* Document passage *
## BEGIN

Pope Francis: A Leader with Mud on His Boots

By Greg Sheridan
March 15, 2013

The choice of the name, Francis, by the new Pope, is a stroke of genius. St Francis of Assisi is perennially the Catholic Church's most popular saint. To use the dreadful terminology of our time, St Francis is one of the most positive brands within the vast treasury of the Catholic Church.

This choice, which no doubt also reflects the Pope's spirituality, is a sign that the new man on St Peter's throne may have something of that genius for communications - or more crudely, public relations instinct - which so characterised Pope John Paul II, was so absent in the retired Benedict XVI, and is so essential in a modern pope. As Australia's Cardinal George Pell points out, the new Pope is a formidable man.

Argentina is a tough school. The Pope has done well there.

The main, indeed the only serious, reason people thought he was not a front-tier candidate before the election is his age. At 76 he is nearly the age at which Benedict became pope, only to feel he had to resign in his mid-80s.

Francis is going to be a central figure in global cultural dialogue, in the West, in Latin America, really in all parts of the world.

His election, so unpredicted, has wrong-footed the Western commentariat. This is even more the case because in many ways he defies simple labels. Is he radical, liberal or conservative, left-wing or right-wing, democratic or authoritarian, collegial or centralist? These labels have little application in this papal election. In any event, Francis is a complex man.

Certainly, he is doctrinally orthodox. He believes in the physical resurrection of Christ, the inerrancy of scripture, the promise of eternal life. These are his central beliefs. Almost his first official statement was to point out that without a spiritual rebirth, the church is in danger of becoming just another charity. This point is important even to non-Catholics, because it will colour everything else he says and does.

Second, the Pope is socially conservative, or perhaps more correctly, morally conservative. A pope from the global south, from the developing world, was always going to be a huge disappointment to Western liberals. Catholicism in the global south is much more conservative than in the secular West.

The new Pope's position on contentious issues is the same as previous popes, but he expresses these views with what would be regarded as shocking political incorrectness in the West. For example, he describes abortion as "equivalent to a death sentence". Gay marriage, he says, is "destructive of God's plan".

In many senses the Pope wants to put the church at the service of society, but one part of that service is to point out to society, at times rather trenchantly, where it has gone wrong.

But another dimension of the Pope's identity is his passionate advocacy of the poor. Latin America is the demographic heart of the Catholic Church. It is also a continent with many millions of very poor people. Francis regards extreme poverty as a violation of human rights. Yet he is a strong opponent of the now nearly dead liberation theology movement. His own example is salutary. Despite being archbishop of Buenos Aires, he lived humbly and spent much of his own time with the poor.

In Francis, the cardinals have elected a pope who truly has "mud on his boots". But to describe Francis as a social justice pope may be something of a misnomer. Enormous amounts of fatuous nonsense, and some downright nastiness, has been promulgated by Catholic peace and justice bureaucracies in the West, so many of which were, for a time at least, captured by the political Left.

## END

* Supplied information *
## BEGIN

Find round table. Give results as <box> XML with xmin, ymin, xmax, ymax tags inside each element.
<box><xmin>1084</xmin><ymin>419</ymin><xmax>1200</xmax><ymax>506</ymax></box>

## END

* Given instruction 1 *
According to the article on Pope Francis, what was the only serious reason people thought he was not a front-tier candidate before the election?
* Given instruction 2 *
Using the article on Pope Francis, explain why a pope from the global south was always going to disappoint Western liberals.
Rely only on the article on Pope Francis for the answers that follow.

* Correct output 1 *
His age: he is 76.

* Correct output 2 *
Catholicism in the global south is much more conservative than in the secular West. A pope from the developing world was therefore likely to be socially, or morally, conservative.